> [WORK REQUIRED]:
Please swap "gable window" for "attic window" in the items from the line with "Could you please locate the roof" to the line with "[529, 70, 551, 93]", and return only those lines with everything else unchanged.

Detection items
# # # #
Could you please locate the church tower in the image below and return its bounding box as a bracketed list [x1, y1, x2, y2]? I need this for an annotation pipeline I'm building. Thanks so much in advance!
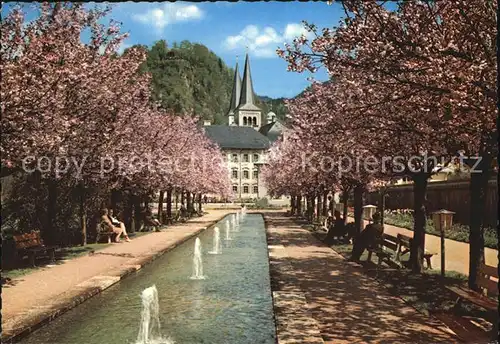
[234, 54, 262, 130]
[227, 63, 241, 125]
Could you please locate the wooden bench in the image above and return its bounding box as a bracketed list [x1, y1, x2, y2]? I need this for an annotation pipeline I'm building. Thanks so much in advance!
[366, 233, 401, 271]
[396, 234, 435, 269]
[13, 231, 58, 267]
[96, 222, 116, 244]
[313, 216, 328, 232]
[446, 264, 498, 312]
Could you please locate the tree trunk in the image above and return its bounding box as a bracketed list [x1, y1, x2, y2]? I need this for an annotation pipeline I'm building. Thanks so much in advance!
[354, 185, 364, 234]
[323, 191, 333, 216]
[167, 187, 172, 221]
[307, 194, 314, 223]
[341, 189, 349, 225]
[43, 179, 59, 245]
[30, 170, 44, 230]
[79, 182, 87, 246]
[134, 196, 144, 230]
[410, 173, 429, 273]
[158, 191, 165, 223]
[469, 156, 491, 291]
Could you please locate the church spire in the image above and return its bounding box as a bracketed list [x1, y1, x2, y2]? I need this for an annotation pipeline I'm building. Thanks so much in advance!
[228, 62, 241, 115]
[238, 53, 260, 110]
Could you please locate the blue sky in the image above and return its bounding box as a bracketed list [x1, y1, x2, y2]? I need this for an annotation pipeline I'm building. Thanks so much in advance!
[3, 1, 343, 98]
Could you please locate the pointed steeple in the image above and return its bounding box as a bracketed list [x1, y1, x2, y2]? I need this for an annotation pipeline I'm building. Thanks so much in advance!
[238, 53, 260, 110]
[227, 62, 241, 115]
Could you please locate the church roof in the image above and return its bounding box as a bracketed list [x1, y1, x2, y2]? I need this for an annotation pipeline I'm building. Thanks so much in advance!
[259, 120, 285, 142]
[228, 63, 241, 115]
[203, 125, 270, 149]
[234, 54, 260, 111]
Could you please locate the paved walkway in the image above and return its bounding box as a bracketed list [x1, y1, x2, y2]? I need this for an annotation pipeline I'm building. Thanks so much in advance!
[2, 210, 230, 338]
[350, 218, 498, 275]
[266, 213, 459, 344]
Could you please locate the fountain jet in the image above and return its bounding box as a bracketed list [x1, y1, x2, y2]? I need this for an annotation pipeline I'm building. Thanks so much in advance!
[208, 227, 222, 254]
[136, 285, 174, 344]
[191, 238, 205, 280]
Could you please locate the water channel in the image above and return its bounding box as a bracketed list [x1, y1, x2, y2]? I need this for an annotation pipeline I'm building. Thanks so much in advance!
[21, 214, 276, 344]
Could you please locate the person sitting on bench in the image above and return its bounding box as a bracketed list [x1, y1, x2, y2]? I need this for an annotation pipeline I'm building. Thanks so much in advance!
[349, 212, 384, 262]
[101, 209, 130, 242]
[108, 208, 132, 242]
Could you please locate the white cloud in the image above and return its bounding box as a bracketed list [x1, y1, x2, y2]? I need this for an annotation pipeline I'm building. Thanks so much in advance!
[132, 3, 204, 31]
[223, 23, 312, 58]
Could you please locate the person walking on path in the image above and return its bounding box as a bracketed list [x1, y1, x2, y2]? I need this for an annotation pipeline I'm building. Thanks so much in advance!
[349, 212, 384, 262]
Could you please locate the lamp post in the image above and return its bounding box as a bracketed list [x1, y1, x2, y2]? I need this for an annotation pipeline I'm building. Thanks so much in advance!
[432, 209, 455, 277]
[363, 204, 377, 223]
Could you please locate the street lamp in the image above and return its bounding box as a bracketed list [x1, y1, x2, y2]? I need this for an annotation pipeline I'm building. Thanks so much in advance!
[363, 204, 377, 223]
[432, 209, 455, 277]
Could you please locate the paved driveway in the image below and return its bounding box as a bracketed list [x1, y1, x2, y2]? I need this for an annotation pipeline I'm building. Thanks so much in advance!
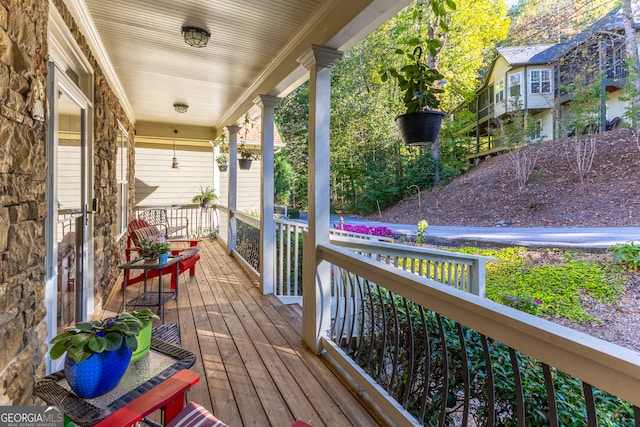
[331, 215, 640, 249]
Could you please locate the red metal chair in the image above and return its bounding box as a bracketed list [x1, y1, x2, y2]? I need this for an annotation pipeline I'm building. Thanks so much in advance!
[125, 219, 201, 289]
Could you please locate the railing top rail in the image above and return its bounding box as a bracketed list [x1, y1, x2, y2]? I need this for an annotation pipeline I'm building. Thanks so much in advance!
[232, 211, 260, 228]
[329, 228, 393, 242]
[274, 218, 309, 228]
[134, 203, 200, 211]
[331, 235, 500, 264]
[318, 245, 640, 406]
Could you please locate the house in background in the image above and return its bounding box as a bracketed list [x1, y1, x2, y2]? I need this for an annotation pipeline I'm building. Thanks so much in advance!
[459, 9, 627, 158]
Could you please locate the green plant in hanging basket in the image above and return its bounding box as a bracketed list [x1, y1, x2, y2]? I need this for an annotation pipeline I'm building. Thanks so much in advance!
[380, 38, 444, 113]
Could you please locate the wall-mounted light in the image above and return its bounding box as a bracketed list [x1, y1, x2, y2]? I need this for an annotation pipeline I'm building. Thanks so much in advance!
[182, 25, 211, 47]
[173, 103, 189, 113]
[171, 139, 178, 169]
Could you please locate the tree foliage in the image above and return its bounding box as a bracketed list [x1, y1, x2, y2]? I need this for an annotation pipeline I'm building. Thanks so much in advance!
[508, 0, 619, 46]
[276, 0, 509, 214]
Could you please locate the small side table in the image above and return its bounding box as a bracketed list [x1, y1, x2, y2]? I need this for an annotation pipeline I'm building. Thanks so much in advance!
[120, 255, 184, 314]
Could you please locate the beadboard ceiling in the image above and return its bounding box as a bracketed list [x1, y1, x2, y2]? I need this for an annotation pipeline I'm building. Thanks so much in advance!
[65, 0, 410, 137]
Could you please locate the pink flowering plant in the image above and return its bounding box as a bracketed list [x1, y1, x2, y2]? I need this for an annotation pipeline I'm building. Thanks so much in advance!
[336, 224, 396, 239]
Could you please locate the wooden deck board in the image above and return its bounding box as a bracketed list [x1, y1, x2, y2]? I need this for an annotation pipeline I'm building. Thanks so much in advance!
[107, 240, 377, 427]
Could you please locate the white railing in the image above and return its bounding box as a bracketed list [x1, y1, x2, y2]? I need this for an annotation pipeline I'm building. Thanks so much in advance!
[135, 204, 220, 237]
[310, 245, 640, 426]
[275, 220, 497, 303]
[331, 236, 498, 297]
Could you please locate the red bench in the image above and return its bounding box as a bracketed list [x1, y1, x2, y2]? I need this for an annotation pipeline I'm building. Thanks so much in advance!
[125, 219, 201, 289]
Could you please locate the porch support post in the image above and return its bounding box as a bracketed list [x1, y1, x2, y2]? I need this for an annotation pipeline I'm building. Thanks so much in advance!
[227, 126, 240, 254]
[254, 95, 280, 295]
[298, 46, 342, 354]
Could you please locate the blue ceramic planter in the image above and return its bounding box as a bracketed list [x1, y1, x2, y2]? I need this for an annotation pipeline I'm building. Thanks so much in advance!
[64, 344, 131, 399]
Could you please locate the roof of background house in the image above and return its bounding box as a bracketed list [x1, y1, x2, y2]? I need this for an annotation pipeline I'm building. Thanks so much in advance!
[497, 44, 559, 67]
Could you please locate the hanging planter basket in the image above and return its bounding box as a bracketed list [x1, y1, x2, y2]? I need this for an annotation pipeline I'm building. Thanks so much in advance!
[396, 111, 444, 145]
[238, 159, 252, 170]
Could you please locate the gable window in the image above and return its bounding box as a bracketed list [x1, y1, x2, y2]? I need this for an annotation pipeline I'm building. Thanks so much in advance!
[116, 123, 129, 239]
[496, 80, 504, 104]
[509, 73, 522, 98]
[529, 70, 551, 93]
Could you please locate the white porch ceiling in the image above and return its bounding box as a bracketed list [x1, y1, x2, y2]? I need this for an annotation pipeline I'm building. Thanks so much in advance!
[66, 0, 410, 138]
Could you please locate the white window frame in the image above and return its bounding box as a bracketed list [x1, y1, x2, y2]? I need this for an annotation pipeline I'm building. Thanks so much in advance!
[529, 69, 551, 94]
[508, 71, 522, 99]
[116, 121, 129, 238]
[531, 119, 542, 141]
[495, 80, 504, 104]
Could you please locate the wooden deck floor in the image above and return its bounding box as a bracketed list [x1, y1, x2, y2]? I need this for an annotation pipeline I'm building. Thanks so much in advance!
[106, 240, 378, 427]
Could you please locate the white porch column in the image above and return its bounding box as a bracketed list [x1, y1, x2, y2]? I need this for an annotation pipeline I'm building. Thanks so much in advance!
[255, 95, 280, 295]
[227, 126, 240, 254]
[298, 46, 342, 354]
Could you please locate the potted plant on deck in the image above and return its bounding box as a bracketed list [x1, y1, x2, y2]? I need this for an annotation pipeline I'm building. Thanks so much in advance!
[191, 186, 218, 209]
[380, 38, 444, 145]
[138, 240, 171, 264]
[50, 312, 142, 398]
[130, 308, 159, 362]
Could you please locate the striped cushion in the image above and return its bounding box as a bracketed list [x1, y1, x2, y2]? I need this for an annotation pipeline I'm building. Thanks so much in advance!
[166, 402, 228, 427]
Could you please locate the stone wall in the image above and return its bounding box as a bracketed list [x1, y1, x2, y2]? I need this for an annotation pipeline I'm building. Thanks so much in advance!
[0, 0, 135, 405]
[0, 0, 48, 405]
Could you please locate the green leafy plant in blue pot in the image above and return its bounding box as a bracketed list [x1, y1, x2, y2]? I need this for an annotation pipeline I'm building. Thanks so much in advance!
[50, 312, 142, 398]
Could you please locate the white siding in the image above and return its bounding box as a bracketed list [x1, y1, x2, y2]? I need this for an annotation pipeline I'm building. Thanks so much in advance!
[533, 110, 553, 141]
[135, 146, 218, 206]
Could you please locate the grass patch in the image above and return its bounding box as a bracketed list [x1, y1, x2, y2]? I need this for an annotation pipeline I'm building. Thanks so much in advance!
[456, 247, 624, 322]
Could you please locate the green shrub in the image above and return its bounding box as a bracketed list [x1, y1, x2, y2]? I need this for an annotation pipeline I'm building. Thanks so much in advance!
[458, 247, 624, 322]
[287, 208, 300, 219]
[608, 242, 640, 270]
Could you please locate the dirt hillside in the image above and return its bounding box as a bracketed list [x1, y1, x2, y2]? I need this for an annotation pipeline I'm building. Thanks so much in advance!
[370, 130, 640, 227]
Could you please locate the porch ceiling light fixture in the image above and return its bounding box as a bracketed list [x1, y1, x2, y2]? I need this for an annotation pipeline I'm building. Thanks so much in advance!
[182, 25, 211, 47]
[171, 139, 178, 169]
[173, 103, 189, 113]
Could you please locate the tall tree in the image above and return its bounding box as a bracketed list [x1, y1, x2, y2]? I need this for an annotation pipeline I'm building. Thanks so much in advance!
[508, 0, 619, 46]
[276, 0, 509, 213]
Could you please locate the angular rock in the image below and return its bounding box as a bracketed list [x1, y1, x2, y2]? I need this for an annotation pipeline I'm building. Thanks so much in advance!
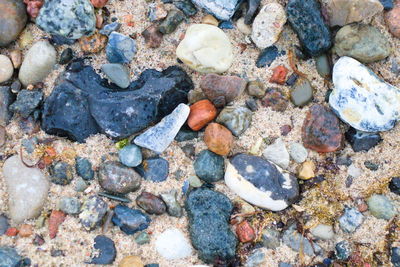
# # # #
> [REPLY TO THE TASK]:
Could you please locate the roof of background house in the image above and return its bounding box as a bracketed list [x1, y1, x2, y2]? I need this for an annotation pipeline I'm building. Thanks so much in advance!
[497, 44, 559, 67]
Could you please locate the hanging planter basket in the image above and return its bounding box as a bracketed list [x1, y1, x2, y2]? I need this for an annotation pipeline I'm building. Thanks so much in advance!
[396, 111, 444, 145]
[238, 159, 252, 170]
Could you please locate the attic window in the image above and return its bounding box as a bracketed list [x1, y1, x2, y2]? I need this for an annotation pipeline I'm building. Thanks so much in advance!
[116, 123, 129, 239]
[496, 80, 504, 104]
[509, 73, 522, 98]
[529, 70, 551, 93]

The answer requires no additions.